[DATA TO PROCESS]
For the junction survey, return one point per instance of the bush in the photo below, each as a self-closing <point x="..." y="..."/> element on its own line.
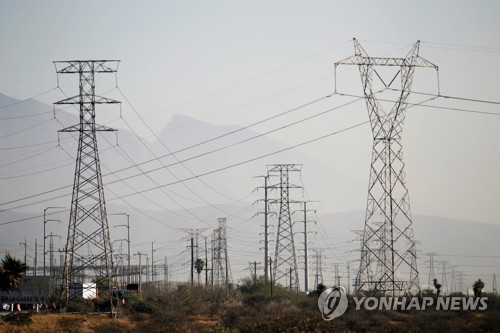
<point x="18" y="318"/>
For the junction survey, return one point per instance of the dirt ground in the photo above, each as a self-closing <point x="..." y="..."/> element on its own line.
<point x="56" y="323"/>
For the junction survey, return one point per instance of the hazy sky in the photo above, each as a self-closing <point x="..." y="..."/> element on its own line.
<point x="237" y="62"/>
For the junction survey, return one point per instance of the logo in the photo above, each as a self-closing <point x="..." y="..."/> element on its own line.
<point x="332" y="303"/>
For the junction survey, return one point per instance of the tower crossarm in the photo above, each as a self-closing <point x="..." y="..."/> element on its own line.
<point x="361" y="58"/>
<point x="86" y="66"/>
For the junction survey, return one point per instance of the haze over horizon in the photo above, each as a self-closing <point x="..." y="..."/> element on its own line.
<point x="192" y="71"/>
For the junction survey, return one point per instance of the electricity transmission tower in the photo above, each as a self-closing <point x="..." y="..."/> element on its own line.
<point x="221" y="267"/>
<point x="318" y="261"/>
<point x="432" y="274"/>
<point x="285" y="256"/>
<point x="388" y="255"/>
<point x="88" y="255"/>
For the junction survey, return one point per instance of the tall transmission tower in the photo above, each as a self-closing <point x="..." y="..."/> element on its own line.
<point x="221" y="267"/>
<point x="285" y="256"/>
<point x="266" y="214"/>
<point x="444" y="277"/>
<point x="388" y="256"/>
<point x="318" y="263"/>
<point x="432" y="274"/>
<point x="88" y="255"/>
<point x="306" y="244"/>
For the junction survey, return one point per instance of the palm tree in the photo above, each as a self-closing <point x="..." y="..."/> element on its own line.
<point x="11" y="271"/>
<point x="478" y="287"/>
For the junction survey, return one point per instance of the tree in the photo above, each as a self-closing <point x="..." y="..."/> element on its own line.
<point x="478" y="287"/>
<point x="11" y="272"/>
<point x="199" y="264"/>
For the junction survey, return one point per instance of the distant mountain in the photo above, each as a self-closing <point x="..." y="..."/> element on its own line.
<point x="175" y="196"/>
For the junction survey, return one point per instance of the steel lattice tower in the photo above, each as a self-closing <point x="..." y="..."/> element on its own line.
<point x="285" y="256"/>
<point x="221" y="267"/>
<point x="88" y="249"/>
<point x="388" y="255"/>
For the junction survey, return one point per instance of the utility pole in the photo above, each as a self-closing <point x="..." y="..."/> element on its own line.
<point x="206" y="262"/>
<point x="271" y="274"/>
<point x="193" y="235"/>
<point x="266" y="226"/>
<point x="128" y="242"/>
<point x="306" y="249"/>
<point x="25" y="248"/>
<point x="192" y="260"/>
<point x="44" y="232"/>
<point x="432" y="274"/>
<point x="444" y="277"/>
<point x="255" y="271"/>
<point x="337" y="276"/>
<point x="318" y="277"/>
<point x="36" y="256"/>
<point x="348" y="279"/>
<point x="222" y="272"/>
<point x="152" y="262"/>
<point x="388" y="258"/>
<point x="140" y="273"/>
<point x="88" y="231"/>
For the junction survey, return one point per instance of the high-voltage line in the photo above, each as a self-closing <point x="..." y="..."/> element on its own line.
<point x="388" y="255"/>
<point x="89" y="254"/>
<point x="285" y="256"/>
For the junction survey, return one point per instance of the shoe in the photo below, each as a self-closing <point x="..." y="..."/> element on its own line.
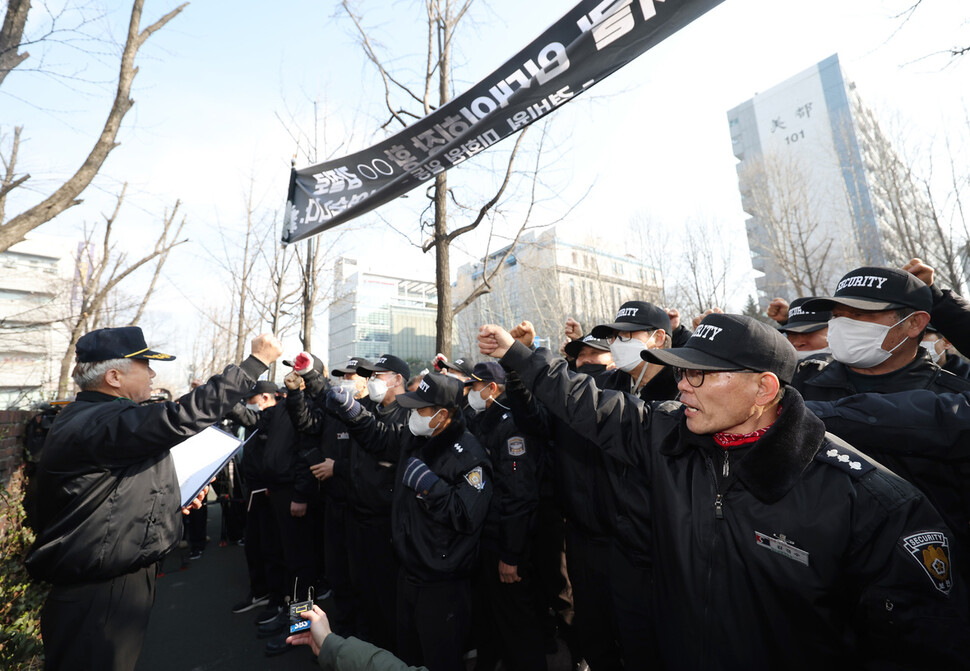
<point x="277" y="646"/>
<point x="250" y="602"/>
<point x="277" y="625"/>
<point x="267" y="614"/>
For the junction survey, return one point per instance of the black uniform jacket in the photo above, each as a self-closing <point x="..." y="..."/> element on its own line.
<point x="945" y="482"/>
<point x="579" y="476"/>
<point x="436" y="537"/>
<point x="107" y="494"/>
<point x="515" y="457"/>
<point x="809" y="556"/>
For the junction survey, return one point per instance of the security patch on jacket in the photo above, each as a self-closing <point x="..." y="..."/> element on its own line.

[INSTRUCTIONS FOR THE TASK] Print the records word for word and exclude any picture they hold.

[RIGHT ANSWER]
For the junction survey, return one point per instance of the bush in the photo below, each as a self-closing <point x="..." y="..."/> element on its own line.
<point x="18" y="318"/>
For the junction survey, return one point per instance of the dirt ground in the photo above, each as a self-closing <point x="..." y="..."/> element on its own line.
<point x="56" y="323"/>
For the junction survey, return one point per instance of the hazy sky in the photo above, each as a self-closing <point x="..." y="..."/> element on its own line.
<point x="237" y="62"/>
For the junction survey, return one point per instance of the logo in the photo above, each as a self-closing <point x="..." y="..."/> element on its own line.
<point x="332" y="303"/>
For the junction survey, return one point per instance of the tower crossarm in the photo above, each as a self-closing <point x="..." y="..."/> element on its own line.
<point x="361" y="58"/>
<point x="86" y="66"/>
For the junction survey, return one point per instance of the haze over horizon in the photo above, each as a self-closing <point x="..." y="..."/> element on its own line.
<point x="192" y="71"/>
For the junction survey, return one point per instance of the electricity transmission tower in the photo above, each as a self-closing <point x="..." y="..."/> element on its own line.
<point x="221" y="267"/>
<point x="318" y="261"/>
<point x="432" y="274"/>
<point x="285" y="256"/>
<point x="388" y="255"/>
<point x="88" y="255"/>
For the junction survey, return one point per instance of the tall transmission tower in the photo above, each as a self-closing <point x="..." y="..."/> element on its own line.
<point x="221" y="267"/>
<point x="285" y="256"/>
<point x="266" y="214"/>
<point x="444" y="277"/>
<point x="388" y="256"/>
<point x="318" y="263"/>
<point x="432" y="274"/>
<point x="88" y="255"/>
<point x="306" y="244"/>
For the junction survey, return one point per instance of the palm tree in the photo above, each as a self-closing <point x="..." y="..."/> element on its own line.
<point x="11" y="271"/>
<point x="478" y="287"/>
For the junction survey, return one point per instance of the tree in the photo above, each as a self-closing <point x="..." y="..."/> element on its own line.
<point x="478" y="287"/>
<point x="11" y="272"/>
<point x="199" y="264"/>
For the junction survey, return one point per instance of the distant mountain in the photo above, each as a self-closing <point x="..." y="..."/> element on its own line.
<point x="175" y="196"/>
For the junction survey, return one point per instance of the steel lattice tower in the photo above, each as a self-closing <point x="..." y="..."/> element on its own line.
<point x="285" y="256"/>
<point x="221" y="267"/>
<point x="88" y="249"/>
<point x="388" y="255"/>
For the junction survey, return one point per instance of the utility pole in the photo above, each as a self-closing <point x="..." y="..."/> element on its own line.
<point x="206" y="262"/>
<point x="271" y="274"/>
<point x="193" y="235"/>
<point x="266" y="226"/>
<point x="128" y="242"/>
<point x="306" y="249"/>
<point x="25" y="248"/>
<point x="192" y="260"/>
<point x="44" y="232"/>
<point x="432" y="274"/>
<point x="444" y="277"/>
<point x="255" y="271"/>
<point x="337" y="276"/>
<point x="318" y="277"/>
<point x="36" y="256"/>
<point x="348" y="279"/>
<point x="222" y="272"/>
<point x="152" y="262"/>
<point x="388" y="258"/>
<point x="140" y="273"/>
<point x="88" y="231"/>
For the junction survey, return one point per instance of the high-voltage line in the photo above, each as a self-closing <point x="..." y="..."/> element on its own line.
<point x="388" y="255"/>
<point x="89" y="254"/>
<point x="285" y="256"/>
For the junction survey, return one point per instance of the shoe in the photo below, each as a self-closing <point x="..." y="..."/> element on its own line.
<point x="277" y="646"/>
<point x="250" y="602"/>
<point x="277" y="625"/>
<point x="267" y="614"/>
For the junction survey, return one point per instance of the black uniform jacket in the photo above, each as a self-closing <point x="..." y="..."/> element on its own line.
<point x="945" y="482"/>
<point x="579" y="476"/>
<point x="436" y="537"/>
<point x="107" y="494"/>
<point x="515" y="457"/>
<point x="809" y="556"/>
For the junction survey, return one point per instance of the security patch on jacket in the photo above, each as a self-closing <point x="..." y="..."/> element on its own line.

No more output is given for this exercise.